- Requirement
Recast the stretch from the line containing "the man in navy t-shirt" through the end of the records below as a JSON list of strings, one string per line, with blank lines and pictures left out.

- Pointing records
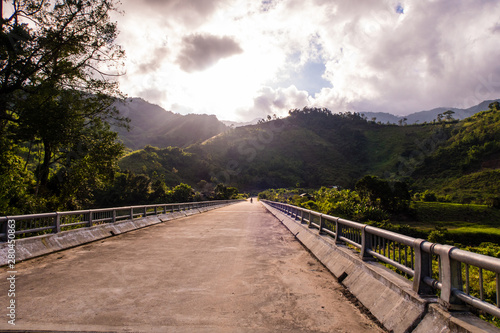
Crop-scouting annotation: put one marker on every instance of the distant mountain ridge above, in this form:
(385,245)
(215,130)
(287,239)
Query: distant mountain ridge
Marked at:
(152,125)
(428,116)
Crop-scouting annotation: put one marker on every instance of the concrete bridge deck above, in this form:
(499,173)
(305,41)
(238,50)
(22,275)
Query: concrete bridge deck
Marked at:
(233,269)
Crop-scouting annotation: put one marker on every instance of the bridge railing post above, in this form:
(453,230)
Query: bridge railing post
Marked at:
(338,231)
(57,223)
(89,222)
(366,244)
(450,272)
(422,268)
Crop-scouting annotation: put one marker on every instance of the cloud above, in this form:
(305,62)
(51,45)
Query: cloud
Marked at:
(157,58)
(397,56)
(200,52)
(188,13)
(269,101)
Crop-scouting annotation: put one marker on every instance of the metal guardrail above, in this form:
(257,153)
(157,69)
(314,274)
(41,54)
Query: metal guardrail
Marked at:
(431,266)
(39,224)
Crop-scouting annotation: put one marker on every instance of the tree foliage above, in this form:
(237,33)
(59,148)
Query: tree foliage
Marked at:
(55,102)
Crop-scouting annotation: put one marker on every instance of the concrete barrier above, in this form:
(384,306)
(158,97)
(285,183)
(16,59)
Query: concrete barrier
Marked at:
(27,248)
(386,294)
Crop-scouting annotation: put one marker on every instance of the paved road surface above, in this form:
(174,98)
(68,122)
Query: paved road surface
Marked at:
(233,269)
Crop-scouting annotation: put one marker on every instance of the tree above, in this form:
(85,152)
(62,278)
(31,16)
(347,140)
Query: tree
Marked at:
(53,90)
(495,106)
(390,196)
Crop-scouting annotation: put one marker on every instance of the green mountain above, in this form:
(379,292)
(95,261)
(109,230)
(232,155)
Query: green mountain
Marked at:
(152,125)
(314,147)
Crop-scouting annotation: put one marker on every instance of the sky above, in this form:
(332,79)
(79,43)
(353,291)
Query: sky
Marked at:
(242,59)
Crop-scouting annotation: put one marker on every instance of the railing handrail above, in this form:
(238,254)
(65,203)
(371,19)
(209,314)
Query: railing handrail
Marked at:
(99,210)
(33,224)
(378,243)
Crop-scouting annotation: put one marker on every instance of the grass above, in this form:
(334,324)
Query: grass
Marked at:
(465,224)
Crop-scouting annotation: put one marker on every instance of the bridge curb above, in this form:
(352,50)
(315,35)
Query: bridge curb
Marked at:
(387,295)
(28,248)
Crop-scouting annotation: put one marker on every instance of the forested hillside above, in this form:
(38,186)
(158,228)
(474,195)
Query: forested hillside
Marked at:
(314,147)
(152,125)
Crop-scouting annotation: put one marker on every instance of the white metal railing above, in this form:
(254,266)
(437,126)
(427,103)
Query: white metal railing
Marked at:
(39,224)
(431,266)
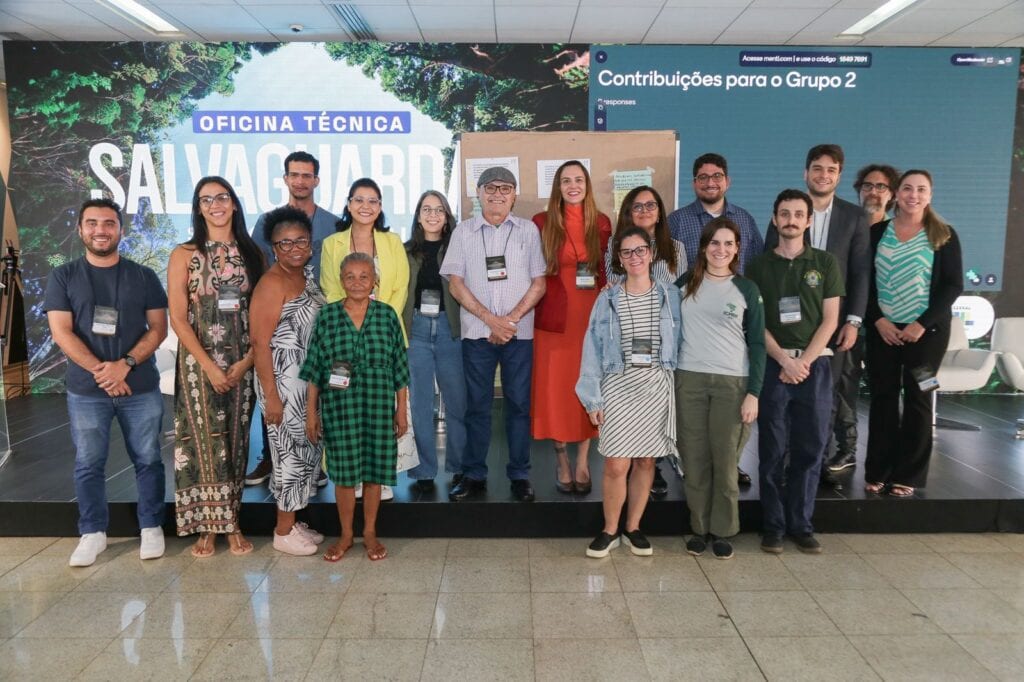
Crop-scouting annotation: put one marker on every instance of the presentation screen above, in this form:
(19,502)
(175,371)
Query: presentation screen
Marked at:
(947,111)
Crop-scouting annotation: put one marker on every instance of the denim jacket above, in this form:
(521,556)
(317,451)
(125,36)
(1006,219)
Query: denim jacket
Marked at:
(602,347)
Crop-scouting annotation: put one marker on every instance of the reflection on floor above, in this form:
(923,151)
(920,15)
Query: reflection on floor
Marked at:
(871,606)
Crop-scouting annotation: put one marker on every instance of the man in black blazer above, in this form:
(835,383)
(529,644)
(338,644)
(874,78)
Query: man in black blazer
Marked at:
(841,228)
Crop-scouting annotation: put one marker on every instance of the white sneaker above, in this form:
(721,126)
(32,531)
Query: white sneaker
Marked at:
(310,535)
(295,543)
(89,546)
(153,543)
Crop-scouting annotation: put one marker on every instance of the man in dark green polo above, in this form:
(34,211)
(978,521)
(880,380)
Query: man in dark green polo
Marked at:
(801,287)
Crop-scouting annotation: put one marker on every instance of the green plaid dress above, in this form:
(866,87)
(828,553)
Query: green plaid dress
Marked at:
(358,421)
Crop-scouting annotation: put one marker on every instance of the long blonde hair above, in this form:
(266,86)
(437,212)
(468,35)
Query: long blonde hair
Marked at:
(553,236)
(936,228)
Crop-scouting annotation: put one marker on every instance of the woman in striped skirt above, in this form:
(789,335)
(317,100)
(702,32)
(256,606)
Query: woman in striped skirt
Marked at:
(626,386)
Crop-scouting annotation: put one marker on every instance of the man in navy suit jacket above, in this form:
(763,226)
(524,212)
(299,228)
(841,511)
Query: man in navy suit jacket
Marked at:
(841,228)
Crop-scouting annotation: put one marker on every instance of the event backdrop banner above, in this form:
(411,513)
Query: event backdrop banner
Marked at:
(949,111)
(142,122)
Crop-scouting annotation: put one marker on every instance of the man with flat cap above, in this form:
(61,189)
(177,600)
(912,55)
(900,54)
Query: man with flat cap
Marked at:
(495,267)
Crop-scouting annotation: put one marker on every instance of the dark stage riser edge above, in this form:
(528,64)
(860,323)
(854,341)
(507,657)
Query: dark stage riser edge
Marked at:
(550,519)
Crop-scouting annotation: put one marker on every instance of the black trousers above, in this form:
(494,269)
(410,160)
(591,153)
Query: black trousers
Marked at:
(899,445)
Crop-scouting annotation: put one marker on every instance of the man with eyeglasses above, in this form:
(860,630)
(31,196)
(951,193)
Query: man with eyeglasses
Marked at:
(841,228)
(711,181)
(801,287)
(876,185)
(495,266)
(301,178)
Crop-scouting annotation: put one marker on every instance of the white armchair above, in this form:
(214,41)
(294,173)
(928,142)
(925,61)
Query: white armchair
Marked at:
(963,369)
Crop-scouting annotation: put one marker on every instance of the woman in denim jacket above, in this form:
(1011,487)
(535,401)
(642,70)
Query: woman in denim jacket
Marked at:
(626,386)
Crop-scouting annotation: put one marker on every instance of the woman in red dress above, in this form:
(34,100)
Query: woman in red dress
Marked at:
(574,236)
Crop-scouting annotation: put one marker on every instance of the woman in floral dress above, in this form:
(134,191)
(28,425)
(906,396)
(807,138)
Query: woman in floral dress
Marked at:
(209,282)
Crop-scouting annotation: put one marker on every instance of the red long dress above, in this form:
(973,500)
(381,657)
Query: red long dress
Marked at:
(555,411)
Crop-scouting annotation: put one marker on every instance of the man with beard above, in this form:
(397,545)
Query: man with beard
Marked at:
(841,228)
(109,315)
(301,177)
(711,181)
(801,287)
(876,185)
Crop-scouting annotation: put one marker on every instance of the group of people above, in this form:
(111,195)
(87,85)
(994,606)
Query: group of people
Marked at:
(658,335)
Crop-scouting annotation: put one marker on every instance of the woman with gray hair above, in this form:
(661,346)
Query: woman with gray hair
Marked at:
(356,373)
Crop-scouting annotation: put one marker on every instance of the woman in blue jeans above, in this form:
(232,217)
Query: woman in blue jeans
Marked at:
(431,316)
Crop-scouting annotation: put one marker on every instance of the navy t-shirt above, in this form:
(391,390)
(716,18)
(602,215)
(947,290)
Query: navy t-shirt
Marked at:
(132,289)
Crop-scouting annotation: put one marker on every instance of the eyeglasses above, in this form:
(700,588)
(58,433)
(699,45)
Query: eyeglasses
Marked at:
(639,252)
(649,207)
(287,245)
(220,200)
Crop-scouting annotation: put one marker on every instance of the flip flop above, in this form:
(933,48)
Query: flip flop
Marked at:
(333,554)
(204,547)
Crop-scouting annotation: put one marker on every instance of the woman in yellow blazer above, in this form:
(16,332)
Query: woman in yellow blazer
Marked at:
(364,230)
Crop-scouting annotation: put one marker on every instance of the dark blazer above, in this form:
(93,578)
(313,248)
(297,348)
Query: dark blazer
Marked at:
(947,282)
(848,241)
(451,305)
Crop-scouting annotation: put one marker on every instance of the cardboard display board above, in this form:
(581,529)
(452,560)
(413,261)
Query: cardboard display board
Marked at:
(617,162)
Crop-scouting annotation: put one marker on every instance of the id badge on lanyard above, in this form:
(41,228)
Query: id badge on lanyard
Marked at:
(430,302)
(341,375)
(104,321)
(228,298)
(642,352)
(788,309)
(585,279)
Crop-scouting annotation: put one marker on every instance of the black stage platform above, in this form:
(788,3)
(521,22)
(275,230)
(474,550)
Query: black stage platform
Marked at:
(976,484)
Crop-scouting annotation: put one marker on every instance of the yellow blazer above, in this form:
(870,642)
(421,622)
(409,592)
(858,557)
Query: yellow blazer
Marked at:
(393,287)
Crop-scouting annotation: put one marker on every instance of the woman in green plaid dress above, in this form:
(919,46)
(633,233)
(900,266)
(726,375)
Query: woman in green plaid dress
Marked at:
(357,373)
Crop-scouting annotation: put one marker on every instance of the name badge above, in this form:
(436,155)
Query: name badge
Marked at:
(229,298)
(430,302)
(642,351)
(927,381)
(585,279)
(104,321)
(496,268)
(788,309)
(341,376)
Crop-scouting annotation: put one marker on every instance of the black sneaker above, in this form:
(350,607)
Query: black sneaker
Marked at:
(637,543)
(841,461)
(771,544)
(658,485)
(807,544)
(721,548)
(696,545)
(602,546)
(261,472)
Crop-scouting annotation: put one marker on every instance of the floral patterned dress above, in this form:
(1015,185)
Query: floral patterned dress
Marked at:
(211,430)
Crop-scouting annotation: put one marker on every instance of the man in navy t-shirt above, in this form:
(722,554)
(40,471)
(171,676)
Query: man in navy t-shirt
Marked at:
(109,315)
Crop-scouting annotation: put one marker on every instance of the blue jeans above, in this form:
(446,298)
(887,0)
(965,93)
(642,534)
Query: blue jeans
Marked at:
(140,417)
(432,352)
(480,358)
(794,417)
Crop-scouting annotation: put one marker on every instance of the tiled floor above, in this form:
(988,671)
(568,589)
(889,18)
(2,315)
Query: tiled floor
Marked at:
(894,607)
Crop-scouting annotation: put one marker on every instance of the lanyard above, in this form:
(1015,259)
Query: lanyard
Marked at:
(504,249)
(117,283)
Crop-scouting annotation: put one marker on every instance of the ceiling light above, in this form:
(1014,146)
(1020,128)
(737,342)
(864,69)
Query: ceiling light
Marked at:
(137,11)
(883,13)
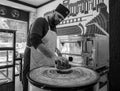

- Result for this exercise
[
  "Crop-scouting annotation: put one marker on every instance of the man in navy t-shirt above, in this form:",
  "(722,554)",
  "(40,471)",
  "(171,676)",
  "Query: man in navy t-shirt",
  "Marked at:",
  "(109,315)",
  "Crop-scouting annotation: put one marker on every instance of the blue jeans above, in this form:",
  "(446,298)",
  "(887,0)",
  "(965,93)",
  "(642,534)",
  "Query: blue jeans",
  "Marked at:",
  "(140,417)",
  "(432,352)",
  "(480,358)",
  "(794,417)",
  "Crop-scouting annotation: put one marker on every instance of the tiled floor above, in this form:",
  "(988,671)",
  "(568,589)",
  "(889,18)",
  "(2,315)",
  "Query: tiled floor",
  "Marked at:",
  "(894,607)",
  "Crop-scouting annotation: put one marker on every instance of the lanyard above, in this form:",
  "(1015,259)",
  "Query: lanyard",
  "Marked at:",
  "(504,249)",
  "(117,283)",
  "Crop-scouting annotation: put one marker on every instance of the ceiling light above, in this form:",
  "(1014,146)",
  "(1020,128)",
  "(737,342)",
  "(864,69)",
  "Query: ceiling light",
  "Marked at:",
  "(137,11)",
  "(883,13)"
]